* _TASKS_
(1) Reproduce everything in the project description from "This central position" down to "their agricultural skills.".
(2) According to the project description, which direction does the hillside plot face?

The Promoter and the Brief
Pesqueiramiga is a local non-profit association from the social sector. They needed a home and activity center to shelter people with disabilities (either physical or mental).
The Place
The chosen plot of land was both inspiring and challenging: a hillside with a strong slope and a beautiful view over Sao Joao da Pesqueira and the hills surrounding the Douro River valley but... facing north. Therefore, sun exposure was a main concern since the beginning. Actually, this is a double facility (home + activity center), working as one and keeping autonomy whenever it is necessary to separate them. Topography was determinant for us: we wanted a building attached to the ground, following the hill slope, in order to fit. Its dimensions and location in the outskirts of town would be quite noticeable from far, and that was not the intention.
So, we decided to develop a single floor building whose interior corridors would be ramps (furthermore, considering the residents’ and users’ impairments) following the outside land in a continuous flow or people inside and roof outside. Its plan in a “double L shape”, apparently rigid, when seen from east and west shows a building calmly sliding down the hill. The southern sector is the Home, and the southern part is the Activity Center, both sharing a common entry, marked by an open-air patio with an existing tree piercing the continuous roof.
This central position on the plot allowed the creation of several patios, reusing the existing stone walls (the local tradition of taming the hilly landscape for agricultural uses). Actually, this was another design goal: a strong interaction inside-outside, so that residents and users, who are mostly from rural areas, can keep or develop their agricultural skills.

* _STUDY MATERIAL_
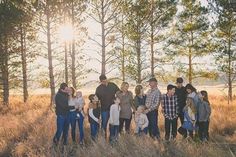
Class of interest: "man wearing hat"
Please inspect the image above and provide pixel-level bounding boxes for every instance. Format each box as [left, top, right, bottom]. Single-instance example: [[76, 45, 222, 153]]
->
[[175, 77, 187, 137], [53, 83, 70, 145], [95, 74, 120, 136], [145, 78, 161, 139]]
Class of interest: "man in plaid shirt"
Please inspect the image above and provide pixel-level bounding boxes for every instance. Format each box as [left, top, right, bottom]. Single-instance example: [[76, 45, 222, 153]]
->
[[145, 78, 161, 139], [161, 85, 178, 140]]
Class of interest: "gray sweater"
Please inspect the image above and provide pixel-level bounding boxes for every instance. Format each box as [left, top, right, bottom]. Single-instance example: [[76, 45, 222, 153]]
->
[[198, 101, 211, 122]]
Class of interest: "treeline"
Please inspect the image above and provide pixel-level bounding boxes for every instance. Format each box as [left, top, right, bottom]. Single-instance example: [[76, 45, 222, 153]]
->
[[0, 0, 236, 104]]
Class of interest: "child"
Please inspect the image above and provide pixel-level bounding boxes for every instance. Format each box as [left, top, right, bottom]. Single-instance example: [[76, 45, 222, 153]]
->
[[109, 97, 120, 144], [134, 85, 146, 110], [76, 91, 85, 118], [182, 97, 197, 138], [134, 105, 149, 135], [198, 90, 211, 141], [75, 91, 85, 145], [161, 84, 178, 140], [88, 94, 101, 141]]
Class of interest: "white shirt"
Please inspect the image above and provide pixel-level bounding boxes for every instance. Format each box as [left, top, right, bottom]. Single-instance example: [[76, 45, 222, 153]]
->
[[75, 97, 85, 111], [109, 104, 120, 125], [134, 112, 149, 129], [89, 108, 98, 123]]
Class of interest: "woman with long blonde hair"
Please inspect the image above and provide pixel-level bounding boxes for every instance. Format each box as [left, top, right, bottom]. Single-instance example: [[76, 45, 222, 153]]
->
[[182, 97, 197, 138], [116, 82, 135, 133]]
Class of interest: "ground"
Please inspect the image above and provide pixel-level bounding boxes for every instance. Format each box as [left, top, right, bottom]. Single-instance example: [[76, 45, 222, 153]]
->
[[0, 95, 236, 157]]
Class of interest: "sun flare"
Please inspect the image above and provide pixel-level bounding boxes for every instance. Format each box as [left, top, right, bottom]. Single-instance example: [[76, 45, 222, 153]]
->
[[59, 24, 74, 42]]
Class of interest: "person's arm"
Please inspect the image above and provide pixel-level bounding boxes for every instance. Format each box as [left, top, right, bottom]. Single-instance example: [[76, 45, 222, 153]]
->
[[109, 106, 114, 125], [89, 108, 98, 123], [130, 92, 136, 112], [142, 115, 149, 129], [55, 94, 68, 110], [149, 90, 161, 111]]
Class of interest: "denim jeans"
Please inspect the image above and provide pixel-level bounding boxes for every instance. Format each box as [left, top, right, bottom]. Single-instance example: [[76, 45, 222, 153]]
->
[[109, 124, 119, 143], [147, 110, 160, 139], [90, 122, 99, 141], [101, 111, 110, 134], [165, 118, 177, 140], [69, 111, 77, 142], [53, 115, 69, 145], [77, 112, 84, 142], [138, 127, 148, 135], [119, 117, 132, 133]]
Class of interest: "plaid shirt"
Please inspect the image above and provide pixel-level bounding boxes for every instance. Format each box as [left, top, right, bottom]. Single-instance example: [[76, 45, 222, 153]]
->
[[146, 87, 161, 111], [161, 94, 178, 119]]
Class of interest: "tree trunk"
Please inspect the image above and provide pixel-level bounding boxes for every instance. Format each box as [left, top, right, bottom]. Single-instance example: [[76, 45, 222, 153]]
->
[[150, 0, 154, 77], [2, 36, 9, 105], [20, 25, 28, 102], [228, 34, 233, 104], [65, 41, 68, 84], [46, 4, 55, 105], [121, 14, 125, 82], [101, 1, 106, 75], [136, 38, 142, 84], [71, 1, 76, 89]]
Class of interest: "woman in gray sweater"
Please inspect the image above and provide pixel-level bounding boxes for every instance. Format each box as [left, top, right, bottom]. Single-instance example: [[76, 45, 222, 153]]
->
[[198, 90, 211, 141], [116, 82, 135, 133]]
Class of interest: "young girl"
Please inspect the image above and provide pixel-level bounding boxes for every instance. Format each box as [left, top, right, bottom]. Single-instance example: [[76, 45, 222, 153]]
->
[[134, 105, 149, 135], [109, 98, 120, 144], [75, 91, 85, 145], [68, 87, 77, 143], [182, 97, 197, 138], [88, 94, 101, 141], [198, 90, 211, 141], [134, 85, 146, 110]]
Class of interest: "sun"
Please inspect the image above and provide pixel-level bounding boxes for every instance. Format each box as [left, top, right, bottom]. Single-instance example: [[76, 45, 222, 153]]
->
[[59, 23, 74, 42]]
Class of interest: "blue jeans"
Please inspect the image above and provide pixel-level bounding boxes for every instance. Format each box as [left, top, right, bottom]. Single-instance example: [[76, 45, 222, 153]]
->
[[101, 111, 110, 134], [69, 111, 76, 142], [90, 122, 99, 141], [53, 115, 69, 145], [147, 110, 160, 139], [109, 124, 119, 143], [138, 127, 148, 135], [77, 112, 84, 142]]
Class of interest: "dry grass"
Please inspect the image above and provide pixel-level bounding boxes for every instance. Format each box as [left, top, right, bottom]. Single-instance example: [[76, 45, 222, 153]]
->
[[0, 96, 236, 157]]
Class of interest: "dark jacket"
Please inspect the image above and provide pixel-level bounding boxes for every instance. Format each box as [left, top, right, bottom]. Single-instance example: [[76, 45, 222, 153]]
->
[[134, 95, 146, 109], [175, 87, 187, 113], [95, 82, 119, 111], [88, 107, 101, 124], [55, 90, 70, 115]]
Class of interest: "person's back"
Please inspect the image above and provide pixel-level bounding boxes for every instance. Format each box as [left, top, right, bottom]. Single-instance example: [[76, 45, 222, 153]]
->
[[96, 82, 119, 111], [55, 90, 69, 115]]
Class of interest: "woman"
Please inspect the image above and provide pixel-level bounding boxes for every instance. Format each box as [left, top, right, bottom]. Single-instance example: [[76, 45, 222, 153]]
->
[[68, 87, 77, 143], [116, 82, 135, 133], [185, 84, 201, 137], [134, 85, 146, 110]]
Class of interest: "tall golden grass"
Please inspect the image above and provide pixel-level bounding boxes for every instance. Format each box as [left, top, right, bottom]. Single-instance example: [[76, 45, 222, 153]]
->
[[0, 95, 236, 157]]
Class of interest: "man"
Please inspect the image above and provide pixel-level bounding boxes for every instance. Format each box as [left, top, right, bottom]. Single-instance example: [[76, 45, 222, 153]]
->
[[161, 84, 178, 140], [53, 83, 70, 145], [145, 78, 161, 139], [175, 77, 187, 137], [95, 75, 119, 136]]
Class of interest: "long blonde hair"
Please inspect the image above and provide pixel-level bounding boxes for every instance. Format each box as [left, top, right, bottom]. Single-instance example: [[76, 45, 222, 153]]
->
[[120, 82, 129, 92], [186, 97, 197, 113]]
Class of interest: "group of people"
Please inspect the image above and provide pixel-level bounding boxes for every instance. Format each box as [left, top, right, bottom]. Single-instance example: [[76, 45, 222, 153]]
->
[[53, 75, 211, 145]]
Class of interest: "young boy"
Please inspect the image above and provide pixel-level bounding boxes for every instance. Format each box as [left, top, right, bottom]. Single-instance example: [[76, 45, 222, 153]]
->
[[161, 84, 178, 140], [134, 105, 149, 135], [88, 94, 101, 141], [109, 97, 120, 144], [76, 91, 85, 118]]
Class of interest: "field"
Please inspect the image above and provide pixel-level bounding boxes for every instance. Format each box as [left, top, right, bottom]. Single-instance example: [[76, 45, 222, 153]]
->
[[0, 95, 236, 157]]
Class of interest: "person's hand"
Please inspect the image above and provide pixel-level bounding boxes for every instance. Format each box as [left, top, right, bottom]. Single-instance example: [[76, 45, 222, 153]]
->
[[98, 119, 102, 124]]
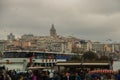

* _ANSWERS GIVEN_
(1)
This central position on the plot allowed the creation of several patios, reusing the existing stone walls (the local tradition of taming the hilly landscape for agricultural uses). Actually, this was another design goal: a strong interaction inside-outside, so that residents and users, who are mostly from rural areas, can keep or develop their agricultural skills.

(2) North.